Stated exercise:
In the article on reasons to invest in stocks, what is a rise in share price above the price you invested at called?

Source excerpt:
Ever thought about learning to invest in stocks, but turned it away because you thought it’s too risky and/or complicated? If that’s you, then you need to keep reading. Here are 5 compelling reasons why you should be investing in the stock market.
1. Investing Can Create Another Income Stream
Done properly, the practice of stock market investing can provide a reliable passive income stream. Or if you’re Warren Buffett, about $80 Billion USD give or take a few billion here or there.
Owning stocks can provide income in one of two ways, or even both. The first way is through dividends. If a company has leftover cash at the end of a financial period, its management may decide to reward its shareholders with the cash payment of a dividend. If you’re investing for dividends, make sure you check that the company(s) you’re investing in have been paying them consistently over time without any dividend cuts. The last thing you want is management to authorise dividend cut, or worse, they stop paying them altogether. You can see the history of a companies dividend payments on their annual reports to shareholders. Annual reports are found in the investor relations section on a companies website.
Secondly, the share price could increase above the price you invested in. This is called capital appreciation. Say you invested $100 into Company X at $1 per share, and 3 months later Company X’s share price is $2, you’ve just made yourself $100 dollars. That’s capital appreciation. Keep in mind that companies share prices can fall as quickly as it rises. Finally, ensuring you’re not overpaying for a stock is key to protecting your capital.
2. Investing in stocks is not as scary as everyone says
Stocks receive a lot of negative press, but they’ve actually proven to provide steady returns over the long term. Market Index says that from 1900-2018 in Australia, the All Ordinaries Index, which tracks the average returns of Australia’s largest 500 Companies has achieved an average annual compounded rate of return of 13.1%. Over in the U.S, Investopedia says the S&P 500 Index has achieved a similar return of roughly 10% per annum from 1926 – 2018. So how does that compare to Property investing? From 1993-2018 the Australian Property market delivered an average annual growth rate of 6.8% & 5.9% for houses & units respectively according to CoreLogic. In short, Australian and U.S. stock have performed better than Australian property generally.

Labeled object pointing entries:
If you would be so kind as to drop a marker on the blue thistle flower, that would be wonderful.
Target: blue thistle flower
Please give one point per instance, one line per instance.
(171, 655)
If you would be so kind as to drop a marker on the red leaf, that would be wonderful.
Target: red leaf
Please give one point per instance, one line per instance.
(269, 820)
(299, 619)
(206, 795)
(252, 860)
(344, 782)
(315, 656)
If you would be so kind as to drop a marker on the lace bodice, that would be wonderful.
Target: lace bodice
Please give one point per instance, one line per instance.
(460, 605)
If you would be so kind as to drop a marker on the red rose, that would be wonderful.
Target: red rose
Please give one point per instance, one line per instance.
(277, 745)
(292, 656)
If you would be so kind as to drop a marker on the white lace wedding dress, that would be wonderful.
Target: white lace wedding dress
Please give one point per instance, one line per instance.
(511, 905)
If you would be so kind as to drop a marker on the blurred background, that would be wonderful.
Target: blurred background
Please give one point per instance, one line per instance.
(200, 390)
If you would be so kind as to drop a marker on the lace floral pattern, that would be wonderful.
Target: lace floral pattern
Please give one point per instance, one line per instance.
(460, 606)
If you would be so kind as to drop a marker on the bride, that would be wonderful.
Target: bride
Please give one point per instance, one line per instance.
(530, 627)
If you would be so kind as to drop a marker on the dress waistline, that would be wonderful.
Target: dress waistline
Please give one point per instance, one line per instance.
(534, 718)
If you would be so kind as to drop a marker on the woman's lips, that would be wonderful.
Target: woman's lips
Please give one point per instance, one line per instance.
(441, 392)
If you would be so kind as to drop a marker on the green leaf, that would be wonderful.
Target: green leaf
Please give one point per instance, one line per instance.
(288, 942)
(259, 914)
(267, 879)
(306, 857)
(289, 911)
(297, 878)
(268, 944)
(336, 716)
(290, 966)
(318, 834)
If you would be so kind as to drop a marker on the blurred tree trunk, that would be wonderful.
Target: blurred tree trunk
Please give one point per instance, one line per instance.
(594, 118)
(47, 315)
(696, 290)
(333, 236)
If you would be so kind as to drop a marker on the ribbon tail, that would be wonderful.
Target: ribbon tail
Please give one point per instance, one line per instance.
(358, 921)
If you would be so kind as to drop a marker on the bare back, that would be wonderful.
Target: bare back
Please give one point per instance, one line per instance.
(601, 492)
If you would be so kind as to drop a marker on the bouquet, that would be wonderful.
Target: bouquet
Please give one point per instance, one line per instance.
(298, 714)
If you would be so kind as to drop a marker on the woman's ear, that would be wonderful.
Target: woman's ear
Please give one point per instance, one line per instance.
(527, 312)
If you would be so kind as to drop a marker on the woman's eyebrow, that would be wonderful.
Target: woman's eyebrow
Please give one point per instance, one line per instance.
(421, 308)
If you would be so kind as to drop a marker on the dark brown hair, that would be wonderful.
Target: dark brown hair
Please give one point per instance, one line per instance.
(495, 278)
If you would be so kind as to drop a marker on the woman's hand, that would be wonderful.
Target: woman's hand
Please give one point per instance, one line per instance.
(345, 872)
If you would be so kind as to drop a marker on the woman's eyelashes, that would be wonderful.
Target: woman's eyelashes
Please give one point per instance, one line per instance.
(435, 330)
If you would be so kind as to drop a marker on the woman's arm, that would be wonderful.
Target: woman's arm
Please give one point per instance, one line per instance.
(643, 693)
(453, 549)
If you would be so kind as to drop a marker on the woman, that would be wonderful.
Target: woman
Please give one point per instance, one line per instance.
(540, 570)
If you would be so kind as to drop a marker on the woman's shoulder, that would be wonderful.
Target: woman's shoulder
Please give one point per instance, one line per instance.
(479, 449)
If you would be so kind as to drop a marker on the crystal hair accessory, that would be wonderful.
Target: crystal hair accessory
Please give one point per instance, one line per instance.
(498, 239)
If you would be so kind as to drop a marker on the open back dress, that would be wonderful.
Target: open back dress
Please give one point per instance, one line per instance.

Task answer:
Capital appreciation.